PROBLEM DESCRIPTION:
A verbatim copy of all the data is required; the pictures should not appear in it.

Image point grounding data

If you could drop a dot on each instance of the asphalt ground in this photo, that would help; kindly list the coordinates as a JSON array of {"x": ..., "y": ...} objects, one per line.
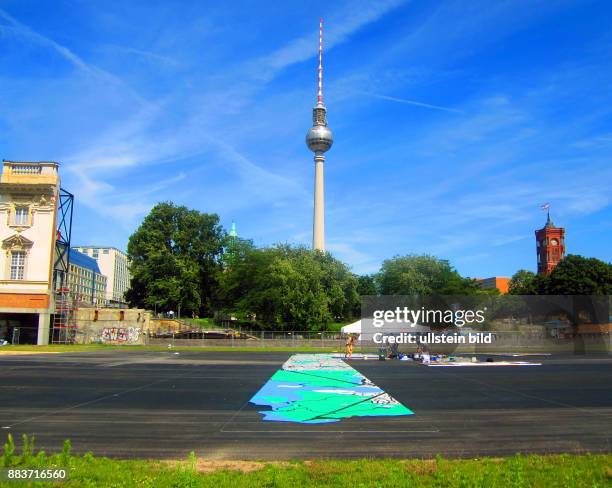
[{"x": 164, "y": 405}]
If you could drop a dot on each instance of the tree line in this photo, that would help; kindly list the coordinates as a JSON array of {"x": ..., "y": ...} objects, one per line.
[{"x": 184, "y": 260}]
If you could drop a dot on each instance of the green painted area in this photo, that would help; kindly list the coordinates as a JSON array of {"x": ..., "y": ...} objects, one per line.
[{"x": 321, "y": 388}]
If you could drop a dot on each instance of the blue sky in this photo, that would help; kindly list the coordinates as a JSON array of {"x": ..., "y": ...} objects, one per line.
[{"x": 453, "y": 121}]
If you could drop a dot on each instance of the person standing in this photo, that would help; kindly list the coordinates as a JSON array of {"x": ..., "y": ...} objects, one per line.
[{"x": 349, "y": 346}]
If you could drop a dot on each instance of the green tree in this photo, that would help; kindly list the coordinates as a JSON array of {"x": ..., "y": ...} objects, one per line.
[
  {"x": 422, "y": 275},
  {"x": 289, "y": 287},
  {"x": 175, "y": 259},
  {"x": 366, "y": 285},
  {"x": 577, "y": 275}
]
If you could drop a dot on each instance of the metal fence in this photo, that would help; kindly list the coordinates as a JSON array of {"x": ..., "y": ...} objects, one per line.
[{"x": 501, "y": 341}]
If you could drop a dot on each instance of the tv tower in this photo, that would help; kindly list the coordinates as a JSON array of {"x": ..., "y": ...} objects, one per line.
[{"x": 319, "y": 139}]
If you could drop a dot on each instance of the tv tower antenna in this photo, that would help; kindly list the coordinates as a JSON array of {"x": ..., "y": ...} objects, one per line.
[{"x": 319, "y": 139}]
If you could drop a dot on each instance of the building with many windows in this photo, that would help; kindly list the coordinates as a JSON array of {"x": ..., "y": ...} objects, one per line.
[
  {"x": 502, "y": 283},
  {"x": 29, "y": 194},
  {"x": 85, "y": 281},
  {"x": 114, "y": 264}
]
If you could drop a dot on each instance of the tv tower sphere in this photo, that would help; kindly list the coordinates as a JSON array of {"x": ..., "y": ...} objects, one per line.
[{"x": 319, "y": 139}]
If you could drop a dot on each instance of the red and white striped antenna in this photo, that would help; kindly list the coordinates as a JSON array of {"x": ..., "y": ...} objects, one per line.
[{"x": 320, "y": 94}]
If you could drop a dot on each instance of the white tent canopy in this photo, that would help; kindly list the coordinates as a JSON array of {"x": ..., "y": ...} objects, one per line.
[{"x": 354, "y": 328}]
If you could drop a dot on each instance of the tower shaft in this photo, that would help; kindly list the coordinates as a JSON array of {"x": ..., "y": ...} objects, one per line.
[
  {"x": 319, "y": 139},
  {"x": 318, "y": 227}
]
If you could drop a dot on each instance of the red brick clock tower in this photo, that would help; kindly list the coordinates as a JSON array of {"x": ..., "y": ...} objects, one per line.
[{"x": 550, "y": 245}]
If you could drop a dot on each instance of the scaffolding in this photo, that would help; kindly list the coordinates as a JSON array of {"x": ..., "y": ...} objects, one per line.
[{"x": 63, "y": 330}]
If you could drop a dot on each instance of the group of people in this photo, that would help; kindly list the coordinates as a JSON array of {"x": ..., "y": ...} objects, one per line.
[{"x": 422, "y": 352}]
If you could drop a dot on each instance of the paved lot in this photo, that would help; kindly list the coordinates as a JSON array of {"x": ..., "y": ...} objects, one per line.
[{"x": 162, "y": 405}]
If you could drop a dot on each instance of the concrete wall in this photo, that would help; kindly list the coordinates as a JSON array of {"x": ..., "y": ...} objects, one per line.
[{"x": 112, "y": 326}]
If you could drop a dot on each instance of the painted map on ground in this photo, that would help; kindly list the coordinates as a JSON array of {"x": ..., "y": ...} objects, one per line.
[{"x": 319, "y": 388}]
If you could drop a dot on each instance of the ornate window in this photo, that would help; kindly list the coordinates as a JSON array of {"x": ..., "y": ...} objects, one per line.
[
  {"x": 17, "y": 248},
  {"x": 22, "y": 215},
  {"x": 17, "y": 265}
]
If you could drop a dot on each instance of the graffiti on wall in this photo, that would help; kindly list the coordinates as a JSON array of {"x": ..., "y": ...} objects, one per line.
[
  {"x": 319, "y": 388},
  {"x": 120, "y": 334}
]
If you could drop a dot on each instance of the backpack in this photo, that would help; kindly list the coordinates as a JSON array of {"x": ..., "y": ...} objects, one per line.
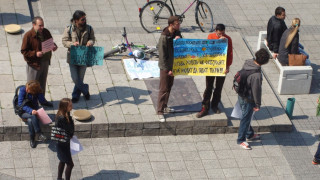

RESULT:
If you could drop a dot on each instance of the asphalt ground in this photo, that would help; kindly list the coordinates as a JSON array of {"x": ..., "y": ...} objects, one per line.
[{"x": 164, "y": 405}]
If you could drop a dot on each instance of the tree line in this photo, that would help; kindly list the coordinates as a JSON array of {"x": ..., "y": ...} objects, one per line.
[{"x": 184, "y": 260}]
If you could drop a dot on each instance of the green painted area in this photo, that would help; kindly list the coordinates as a JSON array of {"x": ..., "y": ...} objects, one per line.
[{"x": 321, "y": 388}]
If you could drop a dot on each instance of the blue sky in this photo, that would help; kindly list the coordinates as a JSON array of {"x": ..., "y": ...} objects, one per line.
[{"x": 453, "y": 121}]
If you could drop a dot on each instance of the person standing in this photo, that would help; kindly list the coordinates as a JSON array of {"x": ..., "y": ...} objects, one per line.
[{"x": 349, "y": 346}]
If you could drop a dot on each instance of the green tree in this photo, that would help; kindly list the coordinates as a JSON array of {"x": ..., "y": ...} objects, one per line.
[
  {"x": 422, "y": 275},
  {"x": 289, "y": 287},
  {"x": 175, "y": 259},
  {"x": 366, "y": 285},
  {"x": 577, "y": 275}
]
If you could drop a dot on each instance of the metal fence in this photo, that would help; kindly list the coordinates as a JSON array of {"x": ..., "y": ...} objects, one per line.
[{"x": 501, "y": 341}]
If you could drop a dot on each instance of the tv tower in this photo, that would help; kindly list the coordinates as a JSON array of {"x": ..., "y": ...} objects, one per line.
[{"x": 319, "y": 139}]
If you could drop a dot on each instance of the tv tower antenna in this photo, that would help; kindly list the coordinates as a JSON array of {"x": ..., "y": ...} objects, one per line.
[{"x": 319, "y": 139}]
If you could drop a dot on each instance of the building with many windows in this photo, that would help; kindly list the coordinates as a JSON array of {"x": ..., "y": ...} objects, one per line.
[
  {"x": 502, "y": 283},
  {"x": 29, "y": 194},
  {"x": 85, "y": 281},
  {"x": 114, "y": 264}
]
If you could drop a dot on each instance of the tv tower sphere in this photo, that would help; kindly list the coordinates as a JSON array of {"x": ..., "y": ...} objects, one per line.
[{"x": 319, "y": 139}]
If you could drop a dot on each instance of the red and white striped antenna in this photo, that would help; kindly list the coordinates as a JSON array of {"x": ..., "y": ...} objects, one per line.
[{"x": 320, "y": 94}]
If you could drop a dot on each instance of the white tent canopy in this photo, that would help; kindly list the coordinates as a JSON array of {"x": ..., "y": ...} objects, one per line.
[{"x": 354, "y": 328}]
If you could drop a dot on each instance of the tower shaft in this photo, that would help; kindly list the coordinates as a JSON array of {"x": ..., "y": ...} objects, one per line.
[
  {"x": 319, "y": 139},
  {"x": 318, "y": 227}
]
If you could drop a dot on each instance of the red brick clock tower in this photo, that would help; kindly list the coordinates as a JSON array of {"x": ..., "y": ...} objects, one per line.
[{"x": 550, "y": 245}]
If you could drop a dot on each instance of the scaffolding in this photo, that would help; kindly list the coordinates as a JSON array of {"x": ..., "y": ...} objects, one per line.
[{"x": 63, "y": 330}]
If you could drop a dot on each instance of the group of people in this photo, that would help; kindly list the coordinates as a JSON array of {"x": ..., "y": ...} objects, one per line.
[{"x": 422, "y": 352}]
If you could drop a dot on each instance of the paved lot in this photo, that would help; kindly list the coordinates as a JSON array of {"x": ..., "y": ...} objects, one per line.
[{"x": 162, "y": 405}]
If you could drop a dot on each instance of the concrete wall in this photo, that would help; kindly list the coordinates as a JSON array of {"x": ..., "y": ...} objects, one per line.
[{"x": 112, "y": 326}]
If you could drop a dot on each instance of the painted map on ground in this photo, that would help; kindly list the coordinates as a JSON array of {"x": ..., "y": ...} objects, one per line.
[{"x": 319, "y": 388}]
If you could drop a dot on each instance of the ornate window in this photo, that would help; kindly list the coordinates as a JSON array of {"x": ..., "y": ...} objects, one per line.
[
  {"x": 17, "y": 248},
  {"x": 22, "y": 215},
  {"x": 17, "y": 265}
]
If you could drop a dot on each instance of the graffiti on wall in this photo, that would help; kindly list the coordinates as a JSON array of {"x": ..., "y": ...} objects, one per line.
[
  {"x": 319, "y": 388},
  {"x": 120, "y": 334}
]
If you could drop a dot on each instance of the backpack in this photo, that would help; kindly list the coordinates as a JSON array of {"x": ..., "y": ...} objects, one per line.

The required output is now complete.